REQUEST - Could you retype every line of the items below exactly as they appear, leaving the pictures out?

DATASET -
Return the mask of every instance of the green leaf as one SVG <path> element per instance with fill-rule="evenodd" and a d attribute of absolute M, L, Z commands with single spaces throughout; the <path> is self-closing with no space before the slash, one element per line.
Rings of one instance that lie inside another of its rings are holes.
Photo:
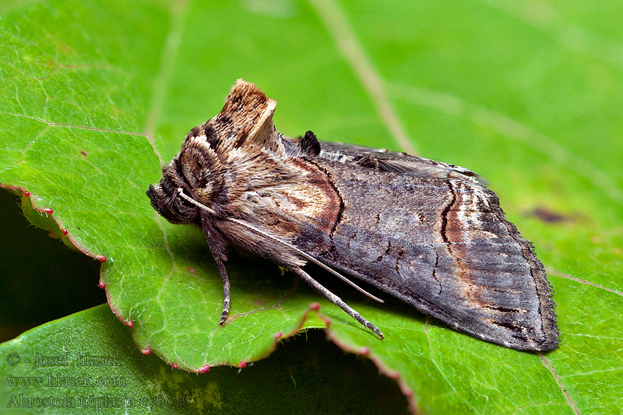
<path fill-rule="evenodd" d="M 372 363 L 322 339 L 298 339 L 253 367 L 197 376 L 142 356 L 105 304 L 3 343 L 0 355 L 3 413 L 406 412 Z"/>
<path fill-rule="evenodd" d="M 140 349 L 171 365 L 201 371 L 255 360 L 273 350 L 276 333 L 328 319 L 330 338 L 369 351 L 422 413 L 618 413 L 623 30 L 615 7 L 6 6 L 0 183 L 30 192 L 79 249 L 106 257 L 111 307 L 132 322 Z M 383 331 L 381 341 L 291 274 L 246 257 L 228 264 L 237 317 L 219 328 L 221 282 L 201 232 L 157 217 L 144 192 L 237 77 L 277 100 L 281 132 L 413 146 L 487 178 L 550 272 L 560 349 L 518 352 L 408 307 L 344 295 Z M 316 301 L 320 314 L 306 313 Z"/>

COMPLETE RESPONSE -
Return the mask of every instance of the green leaf as one SVG <path> element per instance with fill-rule="evenodd" and a d attribute of absolute M, L, Z commands with single spaces throughout; the <path> is self-closing with no space before the slash, one element per line.
Rings of one instance that lie inside another of its rings are holes.
Photo:
<path fill-rule="evenodd" d="M 372 363 L 322 339 L 298 339 L 253 367 L 197 376 L 142 356 L 105 304 L 3 343 L 0 355 L 3 413 L 406 412 Z"/>
<path fill-rule="evenodd" d="M 140 349 L 171 365 L 201 371 L 255 360 L 273 350 L 276 333 L 328 319 L 330 338 L 369 351 L 422 413 L 618 413 L 623 30 L 615 7 L 6 6 L 0 183 L 30 192 L 79 249 L 106 257 L 111 307 L 132 322 Z M 383 331 L 381 341 L 291 274 L 246 257 L 228 264 L 237 317 L 219 328 L 221 282 L 201 232 L 157 217 L 144 192 L 237 77 L 277 100 L 281 132 L 413 146 L 487 178 L 550 272 L 560 349 L 518 352 L 408 307 L 344 295 Z M 316 301 L 320 314 L 306 313 Z"/>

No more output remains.